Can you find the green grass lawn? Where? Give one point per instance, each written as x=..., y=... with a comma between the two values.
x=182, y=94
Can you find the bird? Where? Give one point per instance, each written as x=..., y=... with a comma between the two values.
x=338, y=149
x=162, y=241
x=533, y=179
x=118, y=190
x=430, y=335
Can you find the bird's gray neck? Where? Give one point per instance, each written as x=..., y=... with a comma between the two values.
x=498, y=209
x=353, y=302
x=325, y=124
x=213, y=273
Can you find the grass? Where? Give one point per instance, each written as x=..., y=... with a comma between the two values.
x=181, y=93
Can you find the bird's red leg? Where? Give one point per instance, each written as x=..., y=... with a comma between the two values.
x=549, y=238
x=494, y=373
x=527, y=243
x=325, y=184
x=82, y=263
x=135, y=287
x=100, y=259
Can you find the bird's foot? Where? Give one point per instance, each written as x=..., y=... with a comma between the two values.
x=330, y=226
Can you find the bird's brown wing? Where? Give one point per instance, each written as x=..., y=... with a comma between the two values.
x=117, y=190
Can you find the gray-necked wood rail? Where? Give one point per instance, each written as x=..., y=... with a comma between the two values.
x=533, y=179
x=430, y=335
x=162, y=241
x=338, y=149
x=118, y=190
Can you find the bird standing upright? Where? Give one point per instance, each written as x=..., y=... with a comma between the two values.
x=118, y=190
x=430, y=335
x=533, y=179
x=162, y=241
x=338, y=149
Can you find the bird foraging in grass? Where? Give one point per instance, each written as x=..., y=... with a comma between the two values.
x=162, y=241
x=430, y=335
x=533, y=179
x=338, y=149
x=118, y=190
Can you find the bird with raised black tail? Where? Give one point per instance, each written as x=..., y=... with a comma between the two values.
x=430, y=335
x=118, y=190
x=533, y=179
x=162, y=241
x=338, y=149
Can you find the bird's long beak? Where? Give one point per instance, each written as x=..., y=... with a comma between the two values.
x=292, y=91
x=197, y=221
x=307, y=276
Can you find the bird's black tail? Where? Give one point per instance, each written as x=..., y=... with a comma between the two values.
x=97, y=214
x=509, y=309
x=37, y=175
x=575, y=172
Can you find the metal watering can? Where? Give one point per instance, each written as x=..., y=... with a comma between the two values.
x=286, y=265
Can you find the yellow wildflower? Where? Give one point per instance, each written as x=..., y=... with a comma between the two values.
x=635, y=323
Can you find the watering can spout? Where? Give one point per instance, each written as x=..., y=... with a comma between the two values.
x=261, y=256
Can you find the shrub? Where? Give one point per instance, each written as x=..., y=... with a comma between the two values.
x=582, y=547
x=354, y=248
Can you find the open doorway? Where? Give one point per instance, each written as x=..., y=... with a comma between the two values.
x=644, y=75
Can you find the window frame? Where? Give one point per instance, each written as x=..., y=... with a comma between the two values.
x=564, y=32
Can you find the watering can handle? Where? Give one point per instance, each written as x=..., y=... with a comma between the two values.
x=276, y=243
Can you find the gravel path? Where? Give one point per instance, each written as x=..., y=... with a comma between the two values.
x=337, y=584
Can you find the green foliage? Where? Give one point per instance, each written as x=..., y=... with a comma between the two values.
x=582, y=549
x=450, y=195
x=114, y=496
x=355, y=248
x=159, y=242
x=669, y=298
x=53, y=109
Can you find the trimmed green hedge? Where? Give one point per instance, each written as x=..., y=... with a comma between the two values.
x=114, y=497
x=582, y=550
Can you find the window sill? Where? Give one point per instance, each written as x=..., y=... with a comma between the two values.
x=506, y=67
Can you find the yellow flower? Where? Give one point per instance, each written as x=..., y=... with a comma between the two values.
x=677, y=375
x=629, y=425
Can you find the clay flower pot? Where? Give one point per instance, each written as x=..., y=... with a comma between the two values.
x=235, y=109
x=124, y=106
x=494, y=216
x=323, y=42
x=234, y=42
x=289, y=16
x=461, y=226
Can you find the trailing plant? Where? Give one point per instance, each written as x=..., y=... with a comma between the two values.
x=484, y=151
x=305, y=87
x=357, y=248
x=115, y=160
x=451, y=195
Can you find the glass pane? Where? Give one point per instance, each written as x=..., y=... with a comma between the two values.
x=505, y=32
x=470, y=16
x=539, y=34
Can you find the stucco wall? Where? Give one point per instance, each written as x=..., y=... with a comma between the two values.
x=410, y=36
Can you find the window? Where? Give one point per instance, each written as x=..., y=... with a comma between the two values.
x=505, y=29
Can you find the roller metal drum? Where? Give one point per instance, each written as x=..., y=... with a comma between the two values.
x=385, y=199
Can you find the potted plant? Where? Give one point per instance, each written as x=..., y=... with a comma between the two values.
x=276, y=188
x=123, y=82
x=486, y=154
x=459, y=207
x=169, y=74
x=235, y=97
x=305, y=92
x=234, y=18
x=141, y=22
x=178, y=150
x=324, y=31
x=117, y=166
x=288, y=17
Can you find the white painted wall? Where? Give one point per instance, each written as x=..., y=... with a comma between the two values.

☆ ☆ ☆ ☆ ☆

Print the whole listing above exactly, please.

SOLUTION |
Can you find the green grass lawn? Where? Give one point per instance, each written as x=..., y=... with a comma between the two values.
x=182, y=94
Can you find the bird? Where? Give one point per instance, each written as x=..., y=... with a comma between the two values.
x=338, y=149
x=162, y=241
x=533, y=179
x=118, y=190
x=430, y=335
Can you find the bird's gray neck? Where? Give one point per instance, each written as x=..., y=... with a comma between the two values.
x=498, y=209
x=353, y=302
x=325, y=124
x=213, y=273
Can you find the grass? Where? Give one point per instance, each written as x=..., y=... with a comma between the two values.
x=181, y=93
Can you find the bird's red leg? Where? Give one point per instance, each written as x=..., y=... with a comma between the two values.
x=549, y=238
x=494, y=373
x=527, y=243
x=325, y=184
x=82, y=263
x=135, y=287
x=100, y=259
Can you find the bird's foot? Where? Give one point per instance, each written as x=..., y=... with a comma between the two values.
x=330, y=226
Can you find the bird's brown wing? Where? Give one point per instance, each written as x=..., y=... with a comma between the two values.
x=117, y=190
Can you find the gray-necked wood rail? Where? Give one point per instance, each written as x=..., y=... with a comma between the two values.
x=533, y=179
x=430, y=335
x=162, y=241
x=338, y=149
x=118, y=190
Can you find the bird standing upright? Where? Give one point per instance, each written as x=..., y=... with a comma between the two values.
x=118, y=190
x=430, y=335
x=533, y=179
x=162, y=241
x=338, y=149
Can you find the bird foraging in grass? Where? Give one point per instance, each written as x=..., y=... with a comma between the two values.
x=162, y=241
x=430, y=335
x=533, y=179
x=338, y=149
x=118, y=190
Can you find the bird with raised black tail? Where? Give one point per instance, each written as x=..., y=... with a comma between the two values.
x=430, y=335
x=118, y=190
x=533, y=179
x=162, y=241
x=338, y=149
Can you find the bird's long beak? Where? Give one point per instance, each written as x=..., y=... with a comma between the two values.
x=292, y=91
x=197, y=221
x=307, y=276
Can you find the bird's black tail? Where? Give one point per instance, each written as x=..., y=... with a comma between the two values.
x=97, y=214
x=509, y=309
x=37, y=175
x=575, y=172
Can you find the metal watering can? Where? Give one point per instance, each written as x=..., y=... with a comma between the two values.
x=286, y=265
Can you find the yellow wildflower? Where? Give one point per instance, each written as x=..., y=... with a comma between the two values.
x=635, y=323
Can you find the watering can spout? Where? Give one point per instance, each written as x=..., y=... with a comma between the two values.
x=261, y=256
Can you find the shrub? Where? Give one point per instance, each written as x=..., y=... with a comma between the two values.
x=582, y=547
x=354, y=248
Can you find the open doorway? Where? Give one point per instance, each written as x=..., y=... with a comma between the two values.
x=644, y=75
Can you find the window frame? Where? Give one point per instance, each written as x=..., y=... with a comma between the two values.
x=564, y=32
Can you find the watering can handle? Where? Give one point per instance, each written as x=..., y=... with a comma between the two values.
x=276, y=243
Can you find the gravel path? Where? Give one point per instance, each written as x=..., y=... with a comma between the two values.
x=337, y=584
Can you find the green foliage? Where? Give one point per instance, each written as x=..., y=... with a comma between the two values.
x=582, y=549
x=450, y=195
x=114, y=496
x=355, y=248
x=159, y=242
x=669, y=298
x=53, y=109
Can you find the trimmed green hedge? Where? Give one point per instance, each written as x=..., y=... with a comma between the two values.
x=114, y=497
x=582, y=550
Can you find the window sill? Where? Give one point per instance, each written as x=..., y=... with a comma between the two values.
x=506, y=67
Can you find the yellow flower? Where? Give one point per instance, each written as x=..., y=... with a comma between the two values.
x=677, y=375
x=629, y=425
Can you find the clay flower pot? Where? Give one point per instance, each written as x=..., y=... with a comma between the two values.
x=235, y=109
x=124, y=106
x=494, y=216
x=323, y=42
x=234, y=42
x=289, y=16
x=461, y=226
Can you find the trailing plant? Where? Give one point per instance, each written as x=..., y=... with a comma between the two values.
x=484, y=151
x=305, y=87
x=357, y=248
x=115, y=160
x=451, y=195
Can you find the glass pane? Where? Give one point per instance, each written as x=..., y=... with a comma between the two values.
x=505, y=32
x=470, y=16
x=539, y=34
Can you find the stucco wall? Where? Give one point per instance, each written as x=..., y=... with a comma between the two values.
x=410, y=36
Can you find the window? Where? Give one point per instance, each written as x=..., y=... with a comma between the two values.
x=505, y=29
Can you find the roller metal drum? Where? Give one point per instance, each written as x=..., y=... with a comma between the two values.
x=385, y=199
Can you find the potted plant? Where? Give one point per instance, each written as x=..., y=... with a comma between the two values.
x=276, y=188
x=123, y=82
x=486, y=154
x=459, y=207
x=169, y=74
x=235, y=97
x=305, y=92
x=234, y=18
x=141, y=22
x=178, y=150
x=324, y=31
x=117, y=166
x=288, y=17
Can you find the white painted wall? Where? Give one point per instance, each written as x=..., y=... with a comma between the two values.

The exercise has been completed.